***** Study text *****
Some of the symptoms that you are describing don't exactly match what I had. For instance, I didn't experience shimmering or flashing lights. I did see lots of small bars of light but they were "constant" as opposed to flashing. Also, I did experience a headache but the intensity was nowhere near to what I hear people describe as a migrane.
1. Do you still think this is a migrane headache?
3. Based on the symptoms, do I need to check this with an ophtalmologist?
The visual phenomenon that people experience with migraines do vary from person to person but tend to involve blurry vision with a lighted phenomenon; many people describe them as shimmering, but most consistently is an abnormal lighted visual phenomenon associated with blurring or hazy vision.
One of the less commonly known features of migraines is that many persons can have this visual migraine phenomenon without actually having headache, just having a migraine headache. The spectrum of severity of headaches among migraine sufferers runs the gamut from no headache to severe, debilitating headaches.
But the history you've described of having this lighted phenomenon followed by a headache that persists after the lighted phenomenon has resolved is classic for migraines.
The visual phenomenon from migraines usually last anywhere from a few minutes to an hour, but the headache itself can last anywhere from 30 minutes to several hours.
Many people find that over-the-counter migraine preparations such as Excedrin-migraine work well. The common theme among these preparations is the ingredient of caffeine. There are prescription medicines that can be taken on a daily basis to help prevent them (if they become frequent enough to alter your life) and there are also medicines that can be taken on an as needed basis to help abort the headaches once they start. Most primary care doctors feel comfortable prescribing these, but if not, a neurologist would be a good place to start.
I think the only reasons to see an ophthalmologist is if you are having new floating things in your vision associated with flashing or arcing lights; this constellation of symptoms is indicative of retinal traction and not migraines. These two conditions can be commonly confused.
Also if you begin to have weakness, numbness, dizziness, lose vision in one eye for an extended period of time, or have double vision, these are abnormal characteristics of migraine headaches and would need to be assessed by a neurologist.
Did that answer your questions?
Sorry, the following paragraph probably didn't make sense unless I change it to the bolded text:
One of the less commonly known features of migraines is that many persons can have this visual migraine phenomenon without actually having headache; this is called an acephalgic migraine. The spectrum of severity of headaches among migraine sufferers runs the gamut from no headache to severe, debilitating headaches.
***** Study material *****
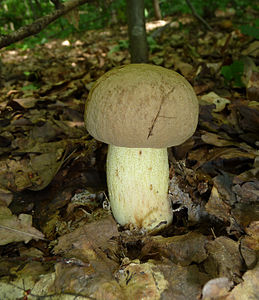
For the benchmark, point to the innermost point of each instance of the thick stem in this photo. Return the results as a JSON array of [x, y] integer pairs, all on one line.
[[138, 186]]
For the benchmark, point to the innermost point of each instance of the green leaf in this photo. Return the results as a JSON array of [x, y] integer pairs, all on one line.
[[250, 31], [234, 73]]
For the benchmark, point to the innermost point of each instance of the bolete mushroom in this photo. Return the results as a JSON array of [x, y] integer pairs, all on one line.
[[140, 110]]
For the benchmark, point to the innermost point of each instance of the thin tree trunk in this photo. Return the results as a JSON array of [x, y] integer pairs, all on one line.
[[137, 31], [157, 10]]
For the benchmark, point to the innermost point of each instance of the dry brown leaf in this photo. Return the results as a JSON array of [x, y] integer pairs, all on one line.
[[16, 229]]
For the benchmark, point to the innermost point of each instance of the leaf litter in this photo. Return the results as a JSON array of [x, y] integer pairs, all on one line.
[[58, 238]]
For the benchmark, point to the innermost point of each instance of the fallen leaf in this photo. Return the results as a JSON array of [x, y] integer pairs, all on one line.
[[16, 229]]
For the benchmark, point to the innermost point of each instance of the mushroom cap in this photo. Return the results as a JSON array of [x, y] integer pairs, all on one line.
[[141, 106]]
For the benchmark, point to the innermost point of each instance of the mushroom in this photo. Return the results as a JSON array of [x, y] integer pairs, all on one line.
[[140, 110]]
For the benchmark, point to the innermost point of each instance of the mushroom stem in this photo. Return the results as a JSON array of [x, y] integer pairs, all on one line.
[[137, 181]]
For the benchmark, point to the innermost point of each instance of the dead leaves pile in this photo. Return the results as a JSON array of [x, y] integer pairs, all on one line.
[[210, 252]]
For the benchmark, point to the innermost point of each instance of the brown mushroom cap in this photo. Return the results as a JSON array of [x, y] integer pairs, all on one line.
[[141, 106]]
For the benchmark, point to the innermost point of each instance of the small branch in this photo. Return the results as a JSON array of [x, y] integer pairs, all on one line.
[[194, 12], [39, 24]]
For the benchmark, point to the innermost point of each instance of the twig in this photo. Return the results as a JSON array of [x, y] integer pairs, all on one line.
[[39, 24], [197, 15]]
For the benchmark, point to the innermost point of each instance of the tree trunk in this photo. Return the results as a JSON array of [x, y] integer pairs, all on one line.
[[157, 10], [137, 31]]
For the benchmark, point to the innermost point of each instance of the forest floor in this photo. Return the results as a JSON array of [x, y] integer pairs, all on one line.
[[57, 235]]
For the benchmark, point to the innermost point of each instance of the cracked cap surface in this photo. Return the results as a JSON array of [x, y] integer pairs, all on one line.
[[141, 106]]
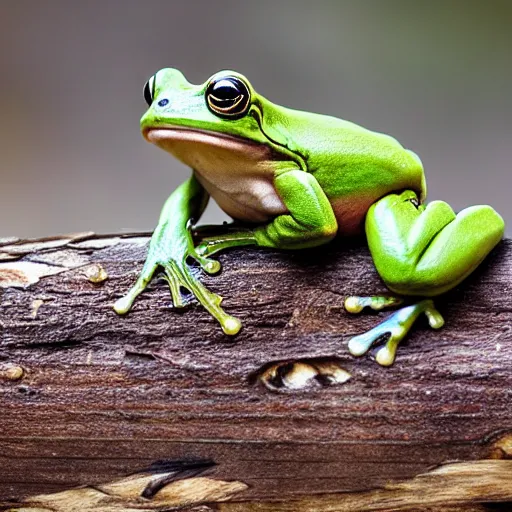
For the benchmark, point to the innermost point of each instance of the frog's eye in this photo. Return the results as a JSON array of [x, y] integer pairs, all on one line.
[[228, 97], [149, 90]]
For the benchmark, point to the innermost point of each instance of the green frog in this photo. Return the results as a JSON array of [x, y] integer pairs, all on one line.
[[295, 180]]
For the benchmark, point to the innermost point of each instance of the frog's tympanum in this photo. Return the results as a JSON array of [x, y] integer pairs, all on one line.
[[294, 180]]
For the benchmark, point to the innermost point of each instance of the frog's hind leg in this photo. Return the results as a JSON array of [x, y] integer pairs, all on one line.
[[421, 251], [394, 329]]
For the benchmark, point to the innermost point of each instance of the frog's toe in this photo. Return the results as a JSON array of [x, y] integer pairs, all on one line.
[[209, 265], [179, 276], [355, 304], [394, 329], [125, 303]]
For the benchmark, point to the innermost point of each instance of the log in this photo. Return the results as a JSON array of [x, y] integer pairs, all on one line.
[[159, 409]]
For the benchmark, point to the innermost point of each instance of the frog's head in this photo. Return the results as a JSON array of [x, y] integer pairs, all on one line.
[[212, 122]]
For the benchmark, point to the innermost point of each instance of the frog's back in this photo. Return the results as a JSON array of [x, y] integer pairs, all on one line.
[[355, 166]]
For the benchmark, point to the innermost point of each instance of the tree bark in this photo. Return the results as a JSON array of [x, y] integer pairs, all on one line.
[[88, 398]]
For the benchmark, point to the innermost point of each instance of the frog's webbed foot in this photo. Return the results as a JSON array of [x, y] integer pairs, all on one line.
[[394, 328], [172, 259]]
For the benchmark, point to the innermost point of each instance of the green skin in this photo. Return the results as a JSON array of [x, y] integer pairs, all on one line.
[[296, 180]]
*****
**Problem**
Answer these questions using the migraine text.
(a) How long does the visual phenomenon from migraines usually last?
(b) What ingredient do over-the-counter migraine preparations commonly share?
(c) What is it called when someone has the visual migraine phenomenon without a headache?

**Completed exercise**
(a) Anywhere from a few minutes to an hour.
(b) Caffeine.
(c) An acephalgic migraine.